### THE PROBLEM
From the line containing "the yellow reflective" down to the last line of the records below, copy every line exactly. Leave out everything before it.

### MATERIAL FOR THIS EXERCISE
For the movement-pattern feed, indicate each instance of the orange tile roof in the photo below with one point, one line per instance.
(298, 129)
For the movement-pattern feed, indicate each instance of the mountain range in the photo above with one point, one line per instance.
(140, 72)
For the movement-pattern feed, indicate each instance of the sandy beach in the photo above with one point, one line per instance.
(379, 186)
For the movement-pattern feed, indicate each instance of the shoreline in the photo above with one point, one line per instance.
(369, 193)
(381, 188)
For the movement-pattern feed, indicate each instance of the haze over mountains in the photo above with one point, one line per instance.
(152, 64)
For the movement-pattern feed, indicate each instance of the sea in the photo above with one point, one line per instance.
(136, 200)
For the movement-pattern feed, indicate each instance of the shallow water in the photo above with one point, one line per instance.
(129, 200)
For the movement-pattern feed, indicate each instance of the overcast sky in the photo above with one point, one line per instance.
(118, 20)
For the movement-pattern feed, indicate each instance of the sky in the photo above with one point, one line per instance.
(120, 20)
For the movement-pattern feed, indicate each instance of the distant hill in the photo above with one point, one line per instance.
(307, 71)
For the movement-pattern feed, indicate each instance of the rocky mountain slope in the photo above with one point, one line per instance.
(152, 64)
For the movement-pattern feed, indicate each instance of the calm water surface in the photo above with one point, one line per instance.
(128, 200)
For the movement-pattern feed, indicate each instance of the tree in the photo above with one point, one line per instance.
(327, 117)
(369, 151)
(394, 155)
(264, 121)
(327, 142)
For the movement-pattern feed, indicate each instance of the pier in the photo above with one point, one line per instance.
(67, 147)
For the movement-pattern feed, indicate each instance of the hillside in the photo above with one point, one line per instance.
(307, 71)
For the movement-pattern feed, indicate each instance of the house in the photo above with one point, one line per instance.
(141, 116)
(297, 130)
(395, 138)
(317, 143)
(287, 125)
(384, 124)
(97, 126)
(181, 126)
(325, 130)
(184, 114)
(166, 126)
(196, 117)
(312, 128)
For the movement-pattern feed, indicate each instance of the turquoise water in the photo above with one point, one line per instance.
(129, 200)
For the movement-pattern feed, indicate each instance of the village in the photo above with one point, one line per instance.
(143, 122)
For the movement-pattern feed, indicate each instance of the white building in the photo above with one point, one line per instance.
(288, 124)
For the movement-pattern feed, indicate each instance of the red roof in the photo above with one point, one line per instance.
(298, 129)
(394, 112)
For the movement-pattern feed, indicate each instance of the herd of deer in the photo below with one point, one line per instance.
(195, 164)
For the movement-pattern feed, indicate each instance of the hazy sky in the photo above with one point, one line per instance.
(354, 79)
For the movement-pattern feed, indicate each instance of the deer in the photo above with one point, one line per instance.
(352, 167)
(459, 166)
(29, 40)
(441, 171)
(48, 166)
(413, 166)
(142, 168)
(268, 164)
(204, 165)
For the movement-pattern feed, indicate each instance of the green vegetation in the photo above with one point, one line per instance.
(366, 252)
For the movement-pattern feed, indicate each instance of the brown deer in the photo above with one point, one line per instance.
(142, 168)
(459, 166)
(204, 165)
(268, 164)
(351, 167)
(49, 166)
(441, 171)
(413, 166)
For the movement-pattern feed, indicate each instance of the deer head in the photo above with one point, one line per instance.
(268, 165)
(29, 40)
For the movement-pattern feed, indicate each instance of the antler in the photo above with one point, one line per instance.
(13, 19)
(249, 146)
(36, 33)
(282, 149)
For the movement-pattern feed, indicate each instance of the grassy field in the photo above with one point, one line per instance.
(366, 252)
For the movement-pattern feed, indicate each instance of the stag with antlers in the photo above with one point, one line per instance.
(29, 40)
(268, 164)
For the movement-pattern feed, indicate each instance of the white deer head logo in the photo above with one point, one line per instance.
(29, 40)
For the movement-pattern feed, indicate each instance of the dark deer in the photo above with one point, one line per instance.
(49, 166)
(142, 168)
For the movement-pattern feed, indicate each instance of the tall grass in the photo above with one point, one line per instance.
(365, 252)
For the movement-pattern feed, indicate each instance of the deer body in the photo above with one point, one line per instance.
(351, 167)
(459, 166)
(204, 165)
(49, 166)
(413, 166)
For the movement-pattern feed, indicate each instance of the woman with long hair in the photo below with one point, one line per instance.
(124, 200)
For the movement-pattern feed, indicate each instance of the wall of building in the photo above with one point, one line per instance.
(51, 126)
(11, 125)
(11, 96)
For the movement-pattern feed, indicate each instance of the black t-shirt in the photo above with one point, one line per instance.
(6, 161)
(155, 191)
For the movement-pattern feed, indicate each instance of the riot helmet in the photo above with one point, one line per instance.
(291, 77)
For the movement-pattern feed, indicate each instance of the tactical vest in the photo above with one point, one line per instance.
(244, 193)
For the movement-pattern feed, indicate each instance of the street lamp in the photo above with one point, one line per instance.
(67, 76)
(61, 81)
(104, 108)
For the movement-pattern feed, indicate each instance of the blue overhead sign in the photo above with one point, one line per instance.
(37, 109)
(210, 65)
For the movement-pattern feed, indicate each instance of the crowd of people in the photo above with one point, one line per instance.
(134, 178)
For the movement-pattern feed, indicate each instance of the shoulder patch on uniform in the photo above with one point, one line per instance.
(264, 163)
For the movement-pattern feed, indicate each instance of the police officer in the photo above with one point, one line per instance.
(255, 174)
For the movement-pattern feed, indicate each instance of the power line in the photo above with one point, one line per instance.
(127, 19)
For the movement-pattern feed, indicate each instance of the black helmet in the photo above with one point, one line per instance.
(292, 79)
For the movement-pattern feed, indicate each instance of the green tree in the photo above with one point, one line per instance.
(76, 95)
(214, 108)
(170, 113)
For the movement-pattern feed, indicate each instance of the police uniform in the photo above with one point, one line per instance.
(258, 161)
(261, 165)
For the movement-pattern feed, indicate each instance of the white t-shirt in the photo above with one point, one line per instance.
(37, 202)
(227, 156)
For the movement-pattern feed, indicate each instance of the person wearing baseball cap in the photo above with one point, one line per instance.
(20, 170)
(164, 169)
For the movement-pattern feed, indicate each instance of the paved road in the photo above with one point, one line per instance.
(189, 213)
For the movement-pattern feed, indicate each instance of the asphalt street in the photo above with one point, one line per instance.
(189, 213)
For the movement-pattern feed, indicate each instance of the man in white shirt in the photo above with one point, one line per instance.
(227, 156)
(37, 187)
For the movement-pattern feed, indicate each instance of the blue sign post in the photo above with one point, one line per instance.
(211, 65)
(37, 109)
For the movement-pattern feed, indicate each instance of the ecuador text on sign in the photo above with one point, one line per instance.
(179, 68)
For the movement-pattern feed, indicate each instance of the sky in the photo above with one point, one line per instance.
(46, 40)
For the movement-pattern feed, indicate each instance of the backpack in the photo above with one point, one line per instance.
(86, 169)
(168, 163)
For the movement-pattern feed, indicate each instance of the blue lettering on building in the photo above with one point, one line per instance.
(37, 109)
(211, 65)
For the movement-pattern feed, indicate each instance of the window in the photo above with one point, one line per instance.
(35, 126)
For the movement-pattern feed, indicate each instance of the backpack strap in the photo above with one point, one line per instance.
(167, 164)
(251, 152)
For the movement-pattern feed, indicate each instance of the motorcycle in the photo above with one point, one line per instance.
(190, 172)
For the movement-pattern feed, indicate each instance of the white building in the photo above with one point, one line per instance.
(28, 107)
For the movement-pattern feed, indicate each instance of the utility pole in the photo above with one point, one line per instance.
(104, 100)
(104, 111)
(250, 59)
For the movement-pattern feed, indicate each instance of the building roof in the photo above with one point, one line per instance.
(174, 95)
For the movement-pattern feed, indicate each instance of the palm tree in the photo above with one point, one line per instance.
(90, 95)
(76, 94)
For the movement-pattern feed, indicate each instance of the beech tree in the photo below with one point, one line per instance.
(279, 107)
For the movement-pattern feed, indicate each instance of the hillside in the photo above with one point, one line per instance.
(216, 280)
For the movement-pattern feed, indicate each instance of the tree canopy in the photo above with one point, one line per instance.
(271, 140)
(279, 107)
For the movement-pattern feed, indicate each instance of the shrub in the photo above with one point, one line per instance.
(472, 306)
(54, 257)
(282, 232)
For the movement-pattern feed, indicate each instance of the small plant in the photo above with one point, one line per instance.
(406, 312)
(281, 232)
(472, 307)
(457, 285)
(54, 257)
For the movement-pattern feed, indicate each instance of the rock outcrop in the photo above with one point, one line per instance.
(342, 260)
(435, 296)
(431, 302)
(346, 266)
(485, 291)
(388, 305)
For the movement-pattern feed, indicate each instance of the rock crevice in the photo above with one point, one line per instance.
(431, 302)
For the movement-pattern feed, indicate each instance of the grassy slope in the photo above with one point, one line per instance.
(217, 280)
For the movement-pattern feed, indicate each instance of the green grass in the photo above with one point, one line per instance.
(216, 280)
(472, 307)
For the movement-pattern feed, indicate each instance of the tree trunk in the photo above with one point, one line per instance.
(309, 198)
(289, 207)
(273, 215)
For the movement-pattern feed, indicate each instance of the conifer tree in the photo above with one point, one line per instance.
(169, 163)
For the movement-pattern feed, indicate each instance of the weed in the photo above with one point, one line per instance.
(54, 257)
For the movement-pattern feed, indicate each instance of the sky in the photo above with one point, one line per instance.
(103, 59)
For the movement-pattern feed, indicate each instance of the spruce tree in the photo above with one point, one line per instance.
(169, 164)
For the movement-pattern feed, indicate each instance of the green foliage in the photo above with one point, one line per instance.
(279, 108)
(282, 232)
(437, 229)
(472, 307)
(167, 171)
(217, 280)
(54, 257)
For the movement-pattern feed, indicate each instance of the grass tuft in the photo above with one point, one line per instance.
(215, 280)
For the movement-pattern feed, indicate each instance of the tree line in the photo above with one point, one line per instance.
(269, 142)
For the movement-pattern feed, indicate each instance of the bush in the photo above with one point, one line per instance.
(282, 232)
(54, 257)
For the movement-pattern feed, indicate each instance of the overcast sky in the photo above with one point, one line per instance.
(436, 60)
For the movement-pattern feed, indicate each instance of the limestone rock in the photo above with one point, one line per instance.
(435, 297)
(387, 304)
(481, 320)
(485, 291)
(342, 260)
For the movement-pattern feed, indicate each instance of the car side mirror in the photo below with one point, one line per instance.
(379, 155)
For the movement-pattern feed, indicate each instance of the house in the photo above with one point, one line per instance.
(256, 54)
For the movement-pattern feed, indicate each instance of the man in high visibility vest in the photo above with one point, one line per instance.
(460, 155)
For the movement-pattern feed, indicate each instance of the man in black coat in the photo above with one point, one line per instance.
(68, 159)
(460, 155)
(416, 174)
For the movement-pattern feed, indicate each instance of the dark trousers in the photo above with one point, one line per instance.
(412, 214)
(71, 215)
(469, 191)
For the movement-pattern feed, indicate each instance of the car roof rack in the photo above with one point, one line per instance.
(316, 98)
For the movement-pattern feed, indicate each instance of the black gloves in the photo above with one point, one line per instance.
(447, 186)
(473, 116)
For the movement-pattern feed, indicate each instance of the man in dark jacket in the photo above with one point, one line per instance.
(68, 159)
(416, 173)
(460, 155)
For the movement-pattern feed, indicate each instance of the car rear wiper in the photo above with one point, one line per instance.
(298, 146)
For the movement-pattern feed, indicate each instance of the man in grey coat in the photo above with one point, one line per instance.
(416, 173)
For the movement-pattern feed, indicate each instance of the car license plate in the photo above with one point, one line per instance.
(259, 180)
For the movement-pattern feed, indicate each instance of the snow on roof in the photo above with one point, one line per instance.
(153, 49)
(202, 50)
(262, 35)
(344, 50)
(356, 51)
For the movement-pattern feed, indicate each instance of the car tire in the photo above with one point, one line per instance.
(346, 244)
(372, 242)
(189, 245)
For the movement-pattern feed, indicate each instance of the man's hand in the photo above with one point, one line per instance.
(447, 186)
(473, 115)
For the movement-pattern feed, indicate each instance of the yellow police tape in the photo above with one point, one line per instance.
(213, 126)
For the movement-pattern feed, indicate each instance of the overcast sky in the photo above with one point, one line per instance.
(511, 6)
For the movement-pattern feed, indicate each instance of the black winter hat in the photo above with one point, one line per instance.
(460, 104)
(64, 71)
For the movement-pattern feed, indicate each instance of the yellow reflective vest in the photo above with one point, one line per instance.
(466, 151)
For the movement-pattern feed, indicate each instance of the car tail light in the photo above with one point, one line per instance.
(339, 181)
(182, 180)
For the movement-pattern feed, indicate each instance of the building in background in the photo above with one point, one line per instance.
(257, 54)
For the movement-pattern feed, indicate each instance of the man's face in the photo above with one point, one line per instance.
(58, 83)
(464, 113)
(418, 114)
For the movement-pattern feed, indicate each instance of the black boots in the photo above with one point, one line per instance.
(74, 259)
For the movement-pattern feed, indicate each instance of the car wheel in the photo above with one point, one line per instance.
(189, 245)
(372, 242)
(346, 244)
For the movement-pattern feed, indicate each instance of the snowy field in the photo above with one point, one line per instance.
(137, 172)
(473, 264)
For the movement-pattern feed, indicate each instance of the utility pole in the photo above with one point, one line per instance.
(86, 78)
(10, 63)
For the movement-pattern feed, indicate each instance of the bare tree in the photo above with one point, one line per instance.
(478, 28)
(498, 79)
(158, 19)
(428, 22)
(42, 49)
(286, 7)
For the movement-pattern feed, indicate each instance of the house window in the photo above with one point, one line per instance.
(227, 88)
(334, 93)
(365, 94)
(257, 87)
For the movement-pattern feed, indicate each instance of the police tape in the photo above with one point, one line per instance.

### THE RESPONSE
For the movement-pattern feed, indicate each instance of the yellow reflective vest in the photo above with one point, one line per instance.
(466, 151)
For the movement-pattern feed, indicate each instance of the car tail light in the photo above with one point, one line per instance.
(339, 181)
(182, 180)
For the movement-pattern feed, indicate each instance of the building in background in the photo above with one point, one line per instance.
(257, 54)
For the movement-pattern feed, indicate each instance of the man's face in the photo above with one point, one line per instance.
(58, 83)
(464, 113)
(418, 114)
For the movement-pattern feed, indicate each instance of the black boots in the photo above with one point, one line per instance.
(74, 259)
For the movement-pattern feed, indicate each instance of the car wheel in the photo above with one point, one line per instance.
(189, 245)
(372, 242)
(346, 244)
For the movement-pattern feed, indicate each instance of the snowy field in the photo above with one point, one line per instance.
(137, 172)
(473, 264)
For the movement-pattern feed, indicate each instance of the utility pole in the photo above with one point, one line per instance.
(86, 78)
(10, 63)
For the movement-pattern feed, indicate each instance of the bare tree in the photo above with one point, one line per instance.
(478, 28)
(498, 79)
(158, 19)
(428, 22)
(42, 49)
(286, 7)
For the movement-pattern feed, indicate each instance of the house window in the photo above with one point, one line per instance.
(227, 88)
(334, 93)
(365, 94)
(257, 87)
For the movement-pattern feed, indicate each instance of the police tape in the photo above with one point, one line per instance.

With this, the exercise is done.